▶ WORK REQUIRED: Return only the line that contains "Could you identify the white t-shirt" and each line after it, through the last line of the data below, copied exactly.
** start **
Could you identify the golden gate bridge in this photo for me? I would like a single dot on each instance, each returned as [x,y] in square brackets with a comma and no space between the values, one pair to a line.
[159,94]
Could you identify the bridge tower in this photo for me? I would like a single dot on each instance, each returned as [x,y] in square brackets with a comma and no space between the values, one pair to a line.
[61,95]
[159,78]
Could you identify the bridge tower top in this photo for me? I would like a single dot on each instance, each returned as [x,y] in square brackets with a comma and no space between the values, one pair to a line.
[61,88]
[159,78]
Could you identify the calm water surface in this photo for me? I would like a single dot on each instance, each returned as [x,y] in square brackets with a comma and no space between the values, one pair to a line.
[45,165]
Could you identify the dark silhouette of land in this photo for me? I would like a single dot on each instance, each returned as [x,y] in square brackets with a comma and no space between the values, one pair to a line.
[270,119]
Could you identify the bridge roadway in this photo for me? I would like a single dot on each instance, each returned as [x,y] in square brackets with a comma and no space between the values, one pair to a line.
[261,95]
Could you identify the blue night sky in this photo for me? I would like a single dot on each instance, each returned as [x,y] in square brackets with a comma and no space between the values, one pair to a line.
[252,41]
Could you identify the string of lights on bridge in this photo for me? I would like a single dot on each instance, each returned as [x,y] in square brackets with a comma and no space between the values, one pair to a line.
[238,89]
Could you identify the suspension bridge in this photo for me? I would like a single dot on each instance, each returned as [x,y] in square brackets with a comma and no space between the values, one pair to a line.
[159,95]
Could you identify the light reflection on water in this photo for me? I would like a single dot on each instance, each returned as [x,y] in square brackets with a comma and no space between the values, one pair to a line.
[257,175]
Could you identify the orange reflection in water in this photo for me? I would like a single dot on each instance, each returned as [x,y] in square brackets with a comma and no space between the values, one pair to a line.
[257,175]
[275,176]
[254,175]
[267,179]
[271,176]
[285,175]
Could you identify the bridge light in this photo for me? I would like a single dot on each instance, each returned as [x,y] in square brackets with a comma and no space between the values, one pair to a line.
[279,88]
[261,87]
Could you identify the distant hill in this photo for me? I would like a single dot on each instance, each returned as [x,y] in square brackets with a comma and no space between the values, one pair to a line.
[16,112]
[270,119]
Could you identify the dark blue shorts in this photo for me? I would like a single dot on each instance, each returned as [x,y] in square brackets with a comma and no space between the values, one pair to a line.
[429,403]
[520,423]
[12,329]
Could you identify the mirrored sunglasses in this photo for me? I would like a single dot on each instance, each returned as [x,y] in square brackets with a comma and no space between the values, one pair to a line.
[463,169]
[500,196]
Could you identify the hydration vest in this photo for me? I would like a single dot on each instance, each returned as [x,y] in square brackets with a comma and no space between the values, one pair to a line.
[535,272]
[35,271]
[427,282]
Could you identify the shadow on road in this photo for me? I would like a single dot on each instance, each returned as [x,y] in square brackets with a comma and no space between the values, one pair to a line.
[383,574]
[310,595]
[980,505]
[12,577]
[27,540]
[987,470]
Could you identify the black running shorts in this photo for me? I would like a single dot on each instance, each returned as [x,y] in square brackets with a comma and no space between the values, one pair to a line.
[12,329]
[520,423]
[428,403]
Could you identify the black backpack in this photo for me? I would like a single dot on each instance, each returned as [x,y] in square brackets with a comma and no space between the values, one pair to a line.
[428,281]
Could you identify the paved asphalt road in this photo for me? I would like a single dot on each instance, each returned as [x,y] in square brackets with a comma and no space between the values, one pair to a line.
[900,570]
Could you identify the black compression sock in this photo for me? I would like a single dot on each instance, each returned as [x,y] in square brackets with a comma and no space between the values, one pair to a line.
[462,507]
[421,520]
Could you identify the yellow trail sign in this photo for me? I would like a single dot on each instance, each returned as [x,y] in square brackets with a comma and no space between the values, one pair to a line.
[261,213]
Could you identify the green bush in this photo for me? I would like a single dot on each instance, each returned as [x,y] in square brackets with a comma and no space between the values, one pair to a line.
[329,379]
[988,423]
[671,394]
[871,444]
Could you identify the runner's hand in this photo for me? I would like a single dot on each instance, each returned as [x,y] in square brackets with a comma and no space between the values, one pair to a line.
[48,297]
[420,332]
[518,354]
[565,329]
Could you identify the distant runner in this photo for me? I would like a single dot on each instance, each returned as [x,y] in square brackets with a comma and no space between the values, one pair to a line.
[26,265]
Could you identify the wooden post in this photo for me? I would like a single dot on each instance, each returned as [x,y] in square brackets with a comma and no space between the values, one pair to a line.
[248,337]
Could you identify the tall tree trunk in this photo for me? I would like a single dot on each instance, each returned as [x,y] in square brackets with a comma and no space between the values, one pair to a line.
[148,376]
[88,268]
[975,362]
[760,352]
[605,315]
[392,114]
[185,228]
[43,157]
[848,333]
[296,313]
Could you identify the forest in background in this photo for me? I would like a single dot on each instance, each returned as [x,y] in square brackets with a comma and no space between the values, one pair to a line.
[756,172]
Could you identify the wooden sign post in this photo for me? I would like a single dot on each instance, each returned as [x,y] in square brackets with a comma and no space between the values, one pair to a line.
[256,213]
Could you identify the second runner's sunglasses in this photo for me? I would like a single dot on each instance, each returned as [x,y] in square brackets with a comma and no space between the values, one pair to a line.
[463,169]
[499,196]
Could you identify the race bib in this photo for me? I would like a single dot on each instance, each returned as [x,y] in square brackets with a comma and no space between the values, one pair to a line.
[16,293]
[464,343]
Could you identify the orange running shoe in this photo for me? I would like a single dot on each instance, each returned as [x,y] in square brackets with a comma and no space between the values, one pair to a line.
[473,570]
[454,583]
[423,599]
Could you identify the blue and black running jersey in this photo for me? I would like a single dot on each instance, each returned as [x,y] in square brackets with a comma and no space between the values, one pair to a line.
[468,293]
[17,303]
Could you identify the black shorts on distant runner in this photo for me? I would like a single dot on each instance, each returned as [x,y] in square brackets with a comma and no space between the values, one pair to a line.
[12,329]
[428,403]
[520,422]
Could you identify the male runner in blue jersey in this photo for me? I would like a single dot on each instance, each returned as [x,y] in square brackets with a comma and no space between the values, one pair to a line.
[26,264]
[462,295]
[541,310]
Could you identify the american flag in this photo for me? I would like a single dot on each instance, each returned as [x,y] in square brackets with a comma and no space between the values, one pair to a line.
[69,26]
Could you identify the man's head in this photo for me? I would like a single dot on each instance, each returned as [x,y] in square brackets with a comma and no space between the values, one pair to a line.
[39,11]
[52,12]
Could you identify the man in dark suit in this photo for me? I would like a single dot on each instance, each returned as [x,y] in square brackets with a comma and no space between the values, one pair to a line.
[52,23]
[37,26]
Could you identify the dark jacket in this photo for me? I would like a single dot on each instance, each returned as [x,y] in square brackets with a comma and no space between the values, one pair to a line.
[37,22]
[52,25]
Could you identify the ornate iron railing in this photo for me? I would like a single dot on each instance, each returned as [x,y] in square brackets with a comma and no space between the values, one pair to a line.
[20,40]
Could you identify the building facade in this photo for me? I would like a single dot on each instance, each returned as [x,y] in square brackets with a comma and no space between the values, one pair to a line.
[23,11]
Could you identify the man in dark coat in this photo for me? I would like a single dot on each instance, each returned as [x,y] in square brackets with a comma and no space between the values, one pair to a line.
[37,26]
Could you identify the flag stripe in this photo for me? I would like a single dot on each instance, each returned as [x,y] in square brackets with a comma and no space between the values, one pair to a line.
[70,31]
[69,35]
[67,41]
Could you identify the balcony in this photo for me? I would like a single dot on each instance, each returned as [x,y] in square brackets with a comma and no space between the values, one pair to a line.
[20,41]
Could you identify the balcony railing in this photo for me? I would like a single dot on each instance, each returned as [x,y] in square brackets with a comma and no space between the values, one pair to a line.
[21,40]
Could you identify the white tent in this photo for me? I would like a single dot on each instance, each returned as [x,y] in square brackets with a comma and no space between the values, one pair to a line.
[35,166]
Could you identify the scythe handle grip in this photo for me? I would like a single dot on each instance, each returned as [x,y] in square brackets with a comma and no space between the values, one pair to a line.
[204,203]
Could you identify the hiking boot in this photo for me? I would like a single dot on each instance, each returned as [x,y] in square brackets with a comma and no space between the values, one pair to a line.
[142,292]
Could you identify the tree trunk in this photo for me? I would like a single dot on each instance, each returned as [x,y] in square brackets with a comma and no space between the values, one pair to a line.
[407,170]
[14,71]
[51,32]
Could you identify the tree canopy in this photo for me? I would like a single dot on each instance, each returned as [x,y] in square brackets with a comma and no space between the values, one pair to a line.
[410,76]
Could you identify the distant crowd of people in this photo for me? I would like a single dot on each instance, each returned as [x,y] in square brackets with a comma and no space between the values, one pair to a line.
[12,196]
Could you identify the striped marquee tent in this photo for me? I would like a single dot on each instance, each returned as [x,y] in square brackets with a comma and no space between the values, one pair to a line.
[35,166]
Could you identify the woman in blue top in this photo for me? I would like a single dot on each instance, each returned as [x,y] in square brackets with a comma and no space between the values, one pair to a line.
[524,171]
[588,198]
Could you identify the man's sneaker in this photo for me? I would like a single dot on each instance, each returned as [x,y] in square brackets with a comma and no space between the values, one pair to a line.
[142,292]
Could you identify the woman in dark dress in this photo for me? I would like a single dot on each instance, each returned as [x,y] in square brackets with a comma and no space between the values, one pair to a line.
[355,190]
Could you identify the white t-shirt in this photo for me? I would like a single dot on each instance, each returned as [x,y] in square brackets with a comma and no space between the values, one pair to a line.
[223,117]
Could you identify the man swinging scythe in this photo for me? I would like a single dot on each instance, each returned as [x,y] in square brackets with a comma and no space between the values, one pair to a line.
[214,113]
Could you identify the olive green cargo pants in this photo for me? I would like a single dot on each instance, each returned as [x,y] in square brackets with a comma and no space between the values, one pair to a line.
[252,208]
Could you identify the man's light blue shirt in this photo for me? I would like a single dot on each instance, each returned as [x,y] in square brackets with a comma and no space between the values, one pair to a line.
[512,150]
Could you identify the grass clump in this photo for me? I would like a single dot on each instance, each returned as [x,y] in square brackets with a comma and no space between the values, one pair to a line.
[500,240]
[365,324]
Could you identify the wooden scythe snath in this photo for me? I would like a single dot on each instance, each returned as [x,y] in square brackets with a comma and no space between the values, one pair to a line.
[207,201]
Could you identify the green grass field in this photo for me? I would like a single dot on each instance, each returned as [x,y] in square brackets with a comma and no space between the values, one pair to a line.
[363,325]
** end **
▶ SOLUTION FOR THIS TASK:
Could you identify the white t-shirt in this photo for me? I would like a single dot on each instance, each returned as [x,y] in square brackets with a comma and no space between the values, one pair to a line.
[223,117]
Could you identify the man swinging scythe in this photo for me? I would like a single dot on each instance, each returned as [x,y] in square brackets with a comma and no space between the values, one pair to a line.
[214,113]
Could you identify the olive green cargo pants in this photo for me? I would like a single dot on each instance, each returned as [x,y] in square brackets with a comma and no space between the values, one pair to a line.
[252,208]
Could you identify the man's light blue shirt in this photo for me? I would like a single dot on each instance, each returned as [x,y] in square brackets with a comma and no space between the values, one pair to a line.
[512,150]
Could you identify the grass clump in this photo for me? I would like a single dot on each instance, each returned as [x,y] in square brackets with a comma and no space between the values, one pair to a line.
[500,240]
[365,324]
Could you identify the wooden scythe snath in this photo for me? I would like a single dot on each instance, each returned as [x,y] in square brackets with a comma and no space between the values, one pair to a line.
[207,201]
Could you identify the green grass field in this photo for me? I would like a single dot on each instance, each returned as [x,y] in square brackets with a comma and no space between the values, one pair to a line.
[363,325]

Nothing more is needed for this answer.